Type out all the records once more, exactly.

*Dataset records*:

************

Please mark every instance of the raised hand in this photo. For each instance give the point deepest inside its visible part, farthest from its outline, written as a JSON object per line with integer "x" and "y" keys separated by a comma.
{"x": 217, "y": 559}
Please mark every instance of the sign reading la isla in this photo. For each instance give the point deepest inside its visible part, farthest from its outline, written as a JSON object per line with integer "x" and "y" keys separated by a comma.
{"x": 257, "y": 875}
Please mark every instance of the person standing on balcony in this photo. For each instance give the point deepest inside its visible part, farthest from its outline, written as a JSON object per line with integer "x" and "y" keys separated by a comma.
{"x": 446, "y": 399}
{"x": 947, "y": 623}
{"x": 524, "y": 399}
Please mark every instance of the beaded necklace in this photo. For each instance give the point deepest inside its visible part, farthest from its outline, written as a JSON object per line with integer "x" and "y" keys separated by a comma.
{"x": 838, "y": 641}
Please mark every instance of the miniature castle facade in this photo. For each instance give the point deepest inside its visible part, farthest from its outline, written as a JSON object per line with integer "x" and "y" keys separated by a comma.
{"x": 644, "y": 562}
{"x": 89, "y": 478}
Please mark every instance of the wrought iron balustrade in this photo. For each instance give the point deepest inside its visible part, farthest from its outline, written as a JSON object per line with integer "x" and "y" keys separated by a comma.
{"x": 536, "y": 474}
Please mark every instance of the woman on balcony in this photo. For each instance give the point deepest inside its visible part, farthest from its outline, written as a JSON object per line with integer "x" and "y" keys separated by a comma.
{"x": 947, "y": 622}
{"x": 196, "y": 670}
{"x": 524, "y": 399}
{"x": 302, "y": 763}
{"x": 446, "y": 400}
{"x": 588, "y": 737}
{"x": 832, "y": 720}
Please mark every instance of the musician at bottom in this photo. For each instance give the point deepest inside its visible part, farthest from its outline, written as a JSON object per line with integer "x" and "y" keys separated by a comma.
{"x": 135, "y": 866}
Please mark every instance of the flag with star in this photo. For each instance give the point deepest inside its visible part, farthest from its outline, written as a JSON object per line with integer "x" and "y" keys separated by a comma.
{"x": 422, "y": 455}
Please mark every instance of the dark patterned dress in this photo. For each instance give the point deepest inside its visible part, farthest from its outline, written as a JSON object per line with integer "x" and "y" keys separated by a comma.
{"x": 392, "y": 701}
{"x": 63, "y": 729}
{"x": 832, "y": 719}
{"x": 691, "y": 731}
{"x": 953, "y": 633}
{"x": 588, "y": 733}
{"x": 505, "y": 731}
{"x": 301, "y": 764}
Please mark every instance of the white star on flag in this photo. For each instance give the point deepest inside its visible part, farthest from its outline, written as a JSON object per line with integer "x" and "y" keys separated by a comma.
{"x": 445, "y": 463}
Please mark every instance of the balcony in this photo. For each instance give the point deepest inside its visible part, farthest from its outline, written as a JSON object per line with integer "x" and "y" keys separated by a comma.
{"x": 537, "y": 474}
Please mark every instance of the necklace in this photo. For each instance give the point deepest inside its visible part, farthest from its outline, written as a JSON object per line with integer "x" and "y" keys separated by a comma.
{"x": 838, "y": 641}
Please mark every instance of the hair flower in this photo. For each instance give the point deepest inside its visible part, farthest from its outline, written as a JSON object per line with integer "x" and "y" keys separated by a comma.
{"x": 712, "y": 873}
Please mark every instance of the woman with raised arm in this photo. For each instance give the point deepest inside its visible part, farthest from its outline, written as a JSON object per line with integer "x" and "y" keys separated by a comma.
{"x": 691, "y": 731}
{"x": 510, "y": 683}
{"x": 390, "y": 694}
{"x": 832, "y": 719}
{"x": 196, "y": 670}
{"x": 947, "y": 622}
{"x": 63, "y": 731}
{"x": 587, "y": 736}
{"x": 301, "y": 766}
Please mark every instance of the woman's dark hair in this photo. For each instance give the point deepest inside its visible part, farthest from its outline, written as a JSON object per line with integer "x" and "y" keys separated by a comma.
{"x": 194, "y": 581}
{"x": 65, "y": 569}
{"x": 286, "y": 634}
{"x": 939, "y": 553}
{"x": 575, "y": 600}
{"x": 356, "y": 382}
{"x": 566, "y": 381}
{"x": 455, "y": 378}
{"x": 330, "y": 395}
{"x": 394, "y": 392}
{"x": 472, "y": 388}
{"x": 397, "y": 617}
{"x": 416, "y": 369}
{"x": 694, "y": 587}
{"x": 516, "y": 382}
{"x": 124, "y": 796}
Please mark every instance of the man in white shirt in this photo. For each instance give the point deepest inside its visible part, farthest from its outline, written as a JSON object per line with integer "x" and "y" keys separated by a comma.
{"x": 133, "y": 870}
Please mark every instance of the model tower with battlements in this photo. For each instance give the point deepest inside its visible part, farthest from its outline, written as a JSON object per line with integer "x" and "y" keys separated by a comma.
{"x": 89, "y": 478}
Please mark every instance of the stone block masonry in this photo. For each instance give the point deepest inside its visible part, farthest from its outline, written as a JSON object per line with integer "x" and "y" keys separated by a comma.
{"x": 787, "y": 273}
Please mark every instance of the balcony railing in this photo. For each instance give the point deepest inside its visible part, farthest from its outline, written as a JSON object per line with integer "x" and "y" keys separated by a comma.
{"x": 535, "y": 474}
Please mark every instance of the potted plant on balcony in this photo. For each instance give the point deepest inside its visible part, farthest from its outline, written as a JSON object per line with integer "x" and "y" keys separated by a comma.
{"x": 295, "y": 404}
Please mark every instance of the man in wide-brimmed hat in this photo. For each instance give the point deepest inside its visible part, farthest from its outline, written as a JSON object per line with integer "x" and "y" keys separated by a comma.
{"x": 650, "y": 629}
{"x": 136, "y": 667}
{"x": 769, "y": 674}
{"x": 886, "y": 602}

************

*Result below*:
Please mark every instance of the raised hand in this photo. For each instance give the point deepest inside its visible part, farthest from its outline, written as a JSON object per line with integer "x" and "y" keys separated by a comma.
{"x": 217, "y": 559}
Please mark every instance of the sign reading la isla in this photo. For each instance give the point deepest inside its visible part, farthest from its outline, written as a JSON object per line with integer "x" and "y" keys separated by a comma.
{"x": 257, "y": 875}
Please mark every instance of the person standing on balcony in this photo. For each instance give the point deepest inside its visible part, farthest from its outline, written as a JSON object per line with integer "x" and "y" keys separated by a comma.
{"x": 446, "y": 399}
{"x": 947, "y": 623}
{"x": 524, "y": 399}
Please mark every instance of the beaded necklace in this photo. For each instance give the point deepest inside its visible part, farthest from its outline, written as a JSON object per line with integer "x" and "y" keys separated by a comma.
{"x": 838, "y": 641}
Please mark every instance of the miniature castle facade in this photo. For each instance give the point deepest inside its visible part, farthest from its outline, written as a JSON object per line with integer "x" and "y" keys separated by a comma.
{"x": 644, "y": 562}
{"x": 89, "y": 478}
Please mark every instance of the wrought iron balustrade in this photo. For each instance give the point deepest inside its visible part, farthest from its outline, written as a JSON object per line with integer "x" and "y" keys separated by a comma.
{"x": 536, "y": 474}
Please mark every instance of the woman on balcony in this photo. For each instance give the point deepest inside its visible part, farthest from its outline, written as a JSON object per line with integer "x" and "y" keys separated by a comma.
{"x": 947, "y": 622}
{"x": 196, "y": 670}
{"x": 524, "y": 399}
{"x": 302, "y": 763}
{"x": 446, "y": 400}
{"x": 588, "y": 737}
{"x": 832, "y": 720}
Please mark every instance of the musician at bottom in this photo. For each instance give the point deepest inside its visible part, farthest from its outline, written as a JSON object per line with integer "x" and "y" keys separated by a comma.
{"x": 135, "y": 866}
Please mark every instance of the flag with star in this photo. For each instance give the point deepest inside its visible part, farthest from its outline, written as a JSON object per line with integer "x" and "y" keys separated by a comma.
{"x": 422, "y": 455}
Please mark every instance of the dark patterned dress in this photo. For each instance give the point deepest inside its visible part, farthest from its outline, written as a JSON object per line with integer "x" and "y" keys separated by a comma.
{"x": 392, "y": 701}
{"x": 63, "y": 729}
{"x": 832, "y": 719}
{"x": 691, "y": 731}
{"x": 953, "y": 633}
{"x": 588, "y": 733}
{"x": 505, "y": 731}
{"x": 301, "y": 764}
Please mark every instance of the white star on flag in this photo. For each instance give the point deepest inside its visible part, farthest from its outline, written as a JSON object per line with integer "x" and "y" keys separated by a comma.
{"x": 445, "y": 463}
Please mark every instance of the balcony in this photo. For each instance give the point deepest inside its visible part, farthest from its outline, written as a JSON object per line with integer "x" and "y" keys separated by a comma.
{"x": 537, "y": 474}
Please mark every instance of the necklace in this photo. For each instance give the point deepest inside its visible part, farthest from its outline, written as a JSON object per line with integer "x" and "y" keys separated by a comma.
{"x": 838, "y": 641}
Please mark every instance of the hair flower in this photo. For each instance give the point deepest inside its visible part, farthest from its outline, written as a JSON object per line with integer "x" and "y" keys separated by a comma.
{"x": 712, "y": 873}
Please mark every instance of the woman with raised arm in this photo. For each instance give the point deepest inside its visible part, farthest from its outline, written as a JSON object per line with integer "x" and "y" keys separated by a comma.
{"x": 691, "y": 731}
{"x": 510, "y": 683}
{"x": 390, "y": 694}
{"x": 832, "y": 719}
{"x": 196, "y": 670}
{"x": 947, "y": 622}
{"x": 63, "y": 731}
{"x": 587, "y": 736}
{"x": 301, "y": 766}
Please mark every instance of the woman's dark hair in this photo. For each instance give the point deepest inside its visible part, farthest from its outline, written as a JSON object per line with integer "x" and "y" keys separated by a comma.
{"x": 194, "y": 581}
{"x": 65, "y": 569}
{"x": 286, "y": 634}
{"x": 939, "y": 553}
{"x": 575, "y": 600}
{"x": 356, "y": 382}
{"x": 566, "y": 381}
{"x": 455, "y": 378}
{"x": 330, "y": 395}
{"x": 394, "y": 392}
{"x": 472, "y": 388}
{"x": 397, "y": 617}
{"x": 416, "y": 369}
{"x": 694, "y": 587}
{"x": 516, "y": 382}
{"x": 124, "y": 796}
Please mark every instance of the man in white shirt in this photo. For each instance give the point deepest inside its visible part, farthest from its outline, written as a JSON object per line with integer "x" and "y" keys separated by a comma.
{"x": 133, "y": 870}
Please mark every instance of the model tower with battlements in this photo. For each instance give the point deepest inside its visible part, farthest from its outline, written as a JSON object per line with integer "x" and "y" keys separated by a comma.
{"x": 89, "y": 478}
Please mark every instance of the stone block masonry in this photo. For each instance give the point deepest inside its visible part, farthest from its outline, written as a JSON object per line with integer "x" and "y" keys separated by a comma.
{"x": 787, "y": 273}
Please mark every instance of the balcony railing in this photo. For each instance give the point deepest inside its visible part, farthest from its outline, written as a JSON object per line with integer "x" and "y" keys separated by a comma.
{"x": 535, "y": 474}
Please mark every instance of the potted plant on balcony in this photo. For each instance give the point deepest inside its visible part, farthest from its outline, written as a JSON object per line with integer "x" and "y" keys separated by a comma.
{"x": 295, "y": 404}
Please mark every instance of the man in wide-brimmed hat in this photo. For each instance give the point deepest inside its visible part, farthest from its outline, written as a JSON object per line with integer "x" and "y" keys separated by a comma.
{"x": 650, "y": 629}
{"x": 136, "y": 667}
{"x": 769, "y": 674}
{"x": 886, "y": 602}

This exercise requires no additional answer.